* Extract provided:
2022 Jacomine Nortier & Gerrit-Jan Kootstra

In April 2021, we suffered a tremendous loss when Pieter Muysken passed away. We miss him as a friend, a colleague, a most distinguished linguist and our guide. In the 2022 keynote discussion, Gerrit Jan Kootstra (Radboud University Nijmegen) and Jacomine Nortier (Utrecht University) explored the impact of his work and person on the field of linguistics and the language sciences in general.

"It is impossible to cover the full range of activities and research that he initiated or actively participated in. After an introduction where we focus on Pieter as a person and how that related to his work, we will highlight his integrative approach to language research, which had an impact on many disciplines of language research (linguistics, sociolinguistics, psycholinguistics, historical linguistics). We do this in the form of a discussion where both of us give examples of how Pieter’s lines of work influenced our own work and the language sciences in general. We strongly believe that Pieter’s integrative approach to the language sciences should be continued and expanded. Together with the audience we hope we will be able to envisage future directions in which Pieter Muysken’s legacy will inspire us."

2021 Rebecca Clift & Martina Wiltschko

For this year's Annual Linguistics Day we had an exciting new format for our keynote presentation. Dr. Rebecca Clift from the University of Essex and prof. Martina Wiltschko, ICREA Research Professor at Universitat Pompeu Fabra, both presented a short keynote talk using the same data. By using several short video clips of social interaction, they explored the ways in which embodied interaction intersects with talk, and examined the conceptual underpinnings of talk as social action. Dr. Rebecca Clift focused on the intersection of talk and embodiment whilst Prof. Martina Wiltschko discussed embodied interaction and the social and cognitive underpinnings. The presentations were followed by a discussion between the two keynote presenters, led by dr. Mark Dingemanse from Radboud University. 

2020 Pia Quist

Dialect and multi-ethnic youth style in a suburban social housing area – style variability and belonging

For the 2020 plenary lecture, Pia Quist presented the results of her empirical study into the youth language in Vollsmose, an ethnically and linguistically diverse neighbourhood in Denmark, characterised in Danish media as a 'ghetto'. Using an analysis of linguistic properties of this multi-ethnic youth language, she showed that it is used in complex interactions that vary systematically with the social organisation of the youth. Additionally it was demonstrated that some of the youth are eminent style-shifters. Her conclusion argues for an inclusion of speakers’ embodied histories and attachments to places into the study of style-variability.

* Supplied records:
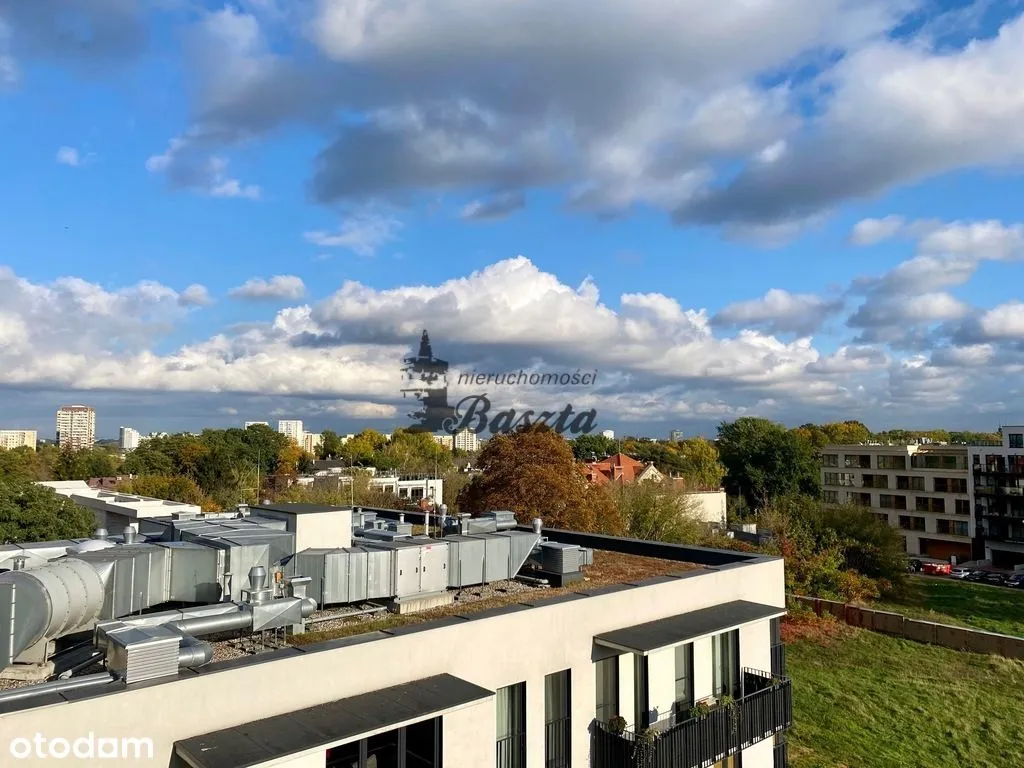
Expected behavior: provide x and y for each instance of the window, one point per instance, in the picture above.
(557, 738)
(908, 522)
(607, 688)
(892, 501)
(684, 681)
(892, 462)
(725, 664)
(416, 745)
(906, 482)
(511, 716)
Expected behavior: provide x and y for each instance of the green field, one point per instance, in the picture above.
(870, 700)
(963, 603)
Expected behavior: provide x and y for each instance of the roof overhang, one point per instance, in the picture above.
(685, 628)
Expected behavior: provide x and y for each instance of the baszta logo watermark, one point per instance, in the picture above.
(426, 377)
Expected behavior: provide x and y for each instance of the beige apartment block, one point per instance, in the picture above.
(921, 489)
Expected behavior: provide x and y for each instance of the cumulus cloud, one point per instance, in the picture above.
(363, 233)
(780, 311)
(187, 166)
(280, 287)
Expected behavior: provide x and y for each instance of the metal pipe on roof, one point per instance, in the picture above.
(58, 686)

...

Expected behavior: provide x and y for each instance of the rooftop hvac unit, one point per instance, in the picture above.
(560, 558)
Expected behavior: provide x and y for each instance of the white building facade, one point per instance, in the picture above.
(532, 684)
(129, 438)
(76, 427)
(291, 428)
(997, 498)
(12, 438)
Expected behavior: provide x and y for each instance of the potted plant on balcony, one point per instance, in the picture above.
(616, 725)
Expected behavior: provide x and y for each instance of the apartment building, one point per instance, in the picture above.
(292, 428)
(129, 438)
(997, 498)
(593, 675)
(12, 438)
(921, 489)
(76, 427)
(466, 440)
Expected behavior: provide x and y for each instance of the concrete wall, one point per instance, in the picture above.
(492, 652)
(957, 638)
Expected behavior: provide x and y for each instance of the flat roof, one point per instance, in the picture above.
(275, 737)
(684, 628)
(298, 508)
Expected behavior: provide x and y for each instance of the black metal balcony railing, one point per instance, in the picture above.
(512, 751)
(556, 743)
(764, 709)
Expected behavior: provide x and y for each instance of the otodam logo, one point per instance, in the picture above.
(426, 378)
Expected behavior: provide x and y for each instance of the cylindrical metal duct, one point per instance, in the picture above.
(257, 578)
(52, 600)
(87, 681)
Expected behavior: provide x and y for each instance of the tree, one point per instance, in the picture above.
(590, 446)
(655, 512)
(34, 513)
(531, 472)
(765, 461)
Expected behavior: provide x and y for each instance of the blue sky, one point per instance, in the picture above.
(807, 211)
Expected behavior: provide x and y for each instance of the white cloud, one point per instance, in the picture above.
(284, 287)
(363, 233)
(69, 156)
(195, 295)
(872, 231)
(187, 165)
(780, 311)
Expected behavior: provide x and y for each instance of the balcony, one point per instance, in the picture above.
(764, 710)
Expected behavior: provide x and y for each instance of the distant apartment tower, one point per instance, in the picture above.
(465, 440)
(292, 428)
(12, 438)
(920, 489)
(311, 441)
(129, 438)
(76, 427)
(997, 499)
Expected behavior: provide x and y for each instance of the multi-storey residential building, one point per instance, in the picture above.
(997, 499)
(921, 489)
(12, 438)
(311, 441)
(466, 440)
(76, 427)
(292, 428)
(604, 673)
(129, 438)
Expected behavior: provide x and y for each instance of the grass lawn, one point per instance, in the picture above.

==

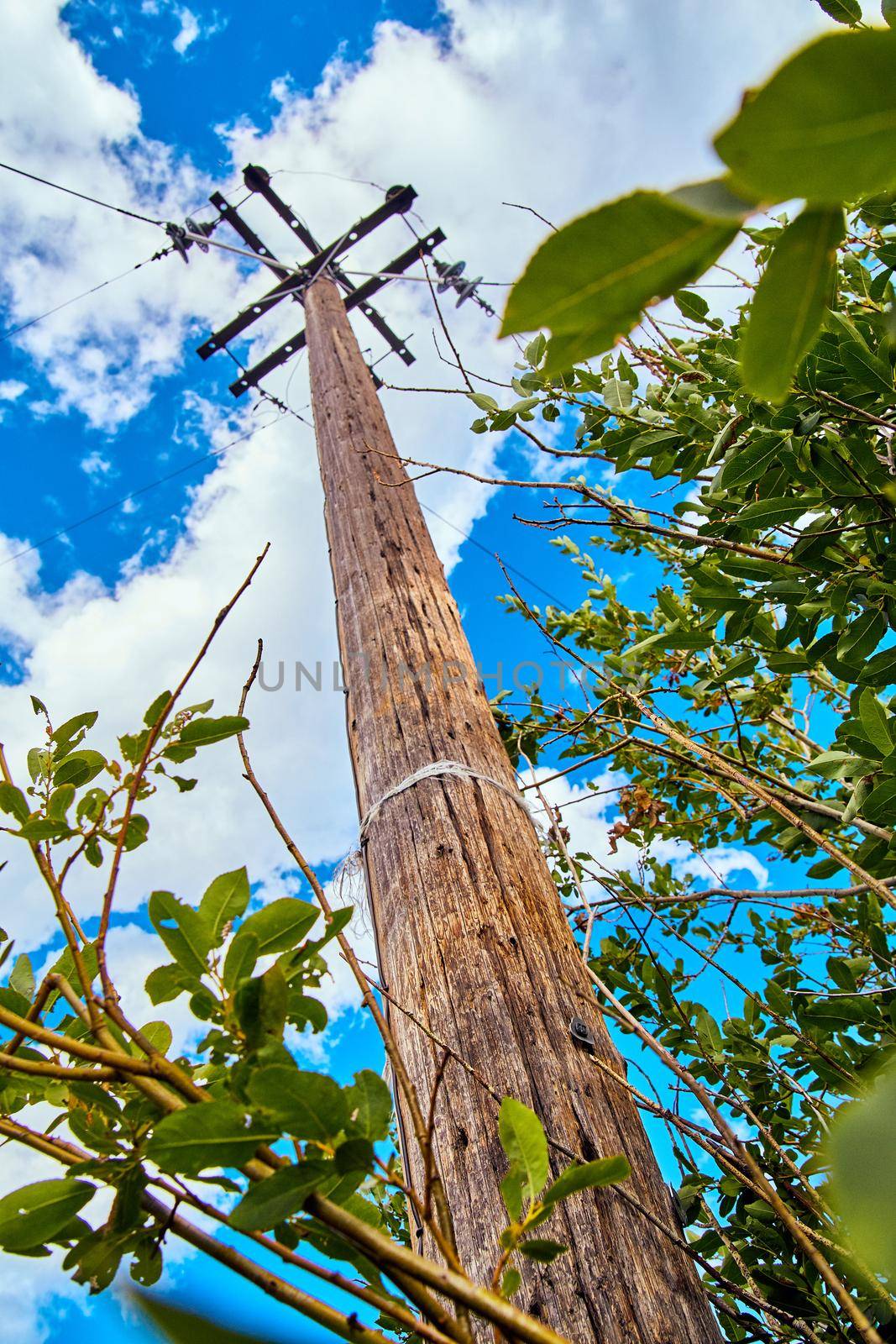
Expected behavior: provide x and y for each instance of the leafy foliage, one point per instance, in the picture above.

* Set of tasks:
a: Show each line of the records that contains the string "logo", matching case exactly.
b: Carry on the text about the Annual Linguistics Day keynotes from the point where it ends.
The text on the linguistics keynotes and the records are unrelated materials.

* Expected responses:
a:
Expected behavior: provide x and y for each instance of the baszta logo watermark, one point per instance, in the picture above.
Expected behavior: provide x and y for each instance of the otodam logo, one point per instance, in the picture above.

b:
2019 Martin Haspelmath

Under the title 'Towards an IPA for morphosyntax', Martin Haspelmath set himself and our field the challenging task of setting up a general vocabulary for morphosyntax. Just like we have a universal standard for representing sounds in the IPA, in this talk, Martin argued that we need an analogous set of conventions for morphosyntactic notion or terminology, an “IMA” – a set of definitions for some basic terms  (such as “adjective”, “reflexive pronoun”, “serial verb construction”). This is desirable given the widespread terminological inconsistencies and uncertainties in the literature, but a hard task. Nevertheless, Martin suggests that this becomes much easier once one recognizes (i) that giving definitions of general terms is very different from finding the natural kinds of universal grammar, and (ii) that much of the confusing diversity of terminological usage comes from a premature conflation of language description and general grammar. A lively discussion followed, with plenty of food for thought!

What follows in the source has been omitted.